Coordinate labeling data
====================
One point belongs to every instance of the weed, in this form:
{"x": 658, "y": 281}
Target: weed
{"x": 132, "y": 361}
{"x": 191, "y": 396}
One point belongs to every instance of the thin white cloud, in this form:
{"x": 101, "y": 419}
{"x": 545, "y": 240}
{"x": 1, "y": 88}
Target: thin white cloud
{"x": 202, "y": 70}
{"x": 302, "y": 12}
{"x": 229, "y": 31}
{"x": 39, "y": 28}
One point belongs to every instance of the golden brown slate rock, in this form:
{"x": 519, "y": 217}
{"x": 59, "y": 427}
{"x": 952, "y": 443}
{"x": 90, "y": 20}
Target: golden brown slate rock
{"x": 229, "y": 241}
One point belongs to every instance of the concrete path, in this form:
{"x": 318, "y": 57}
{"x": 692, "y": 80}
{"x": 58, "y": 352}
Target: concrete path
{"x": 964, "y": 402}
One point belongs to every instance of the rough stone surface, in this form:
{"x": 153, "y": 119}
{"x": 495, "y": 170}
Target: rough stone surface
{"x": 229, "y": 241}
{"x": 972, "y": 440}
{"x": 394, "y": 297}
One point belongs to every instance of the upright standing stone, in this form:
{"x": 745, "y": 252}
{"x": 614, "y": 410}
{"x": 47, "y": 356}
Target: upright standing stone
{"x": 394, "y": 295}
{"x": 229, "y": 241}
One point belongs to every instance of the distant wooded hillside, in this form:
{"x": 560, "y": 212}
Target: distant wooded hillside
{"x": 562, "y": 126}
====================
WRITTEN EXERCISE | Copy every line of the listing above verbatim.

ANSWER TO THIS PROBLEM |
One point belongs to every instance of the weed, in this form:
{"x": 658, "y": 281}
Target: weed
{"x": 132, "y": 361}
{"x": 191, "y": 396}
One point belongs to every instance of the thin white cloud, in this form:
{"x": 101, "y": 419}
{"x": 545, "y": 240}
{"x": 1, "y": 88}
Target: thin white cloud
{"x": 202, "y": 70}
{"x": 302, "y": 12}
{"x": 229, "y": 31}
{"x": 39, "y": 28}
One point belongs to every instance of the golden brown slate rock, in this form:
{"x": 519, "y": 217}
{"x": 59, "y": 427}
{"x": 952, "y": 443}
{"x": 90, "y": 20}
Target: golden brown slate rock
{"x": 229, "y": 241}
One point belongs to every instance of the concrete path, in this form:
{"x": 318, "y": 57}
{"x": 692, "y": 80}
{"x": 58, "y": 352}
Target: concrete path
{"x": 964, "y": 402}
One point belongs to every instance of the rough stone surface, in this form:
{"x": 153, "y": 119}
{"x": 495, "y": 170}
Target: rough stone surface
{"x": 229, "y": 241}
{"x": 972, "y": 440}
{"x": 394, "y": 297}
One point belongs to every instance of the upright standing stone, in this form:
{"x": 745, "y": 252}
{"x": 614, "y": 410}
{"x": 47, "y": 356}
Target: upright standing stone
{"x": 394, "y": 295}
{"x": 229, "y": 241}
One point belongs to every instance of the distant wooded hillside, in this form:
{"x": 560, "y": 212}
Target: distant wooded hillside
{"x": 562, "y": 126}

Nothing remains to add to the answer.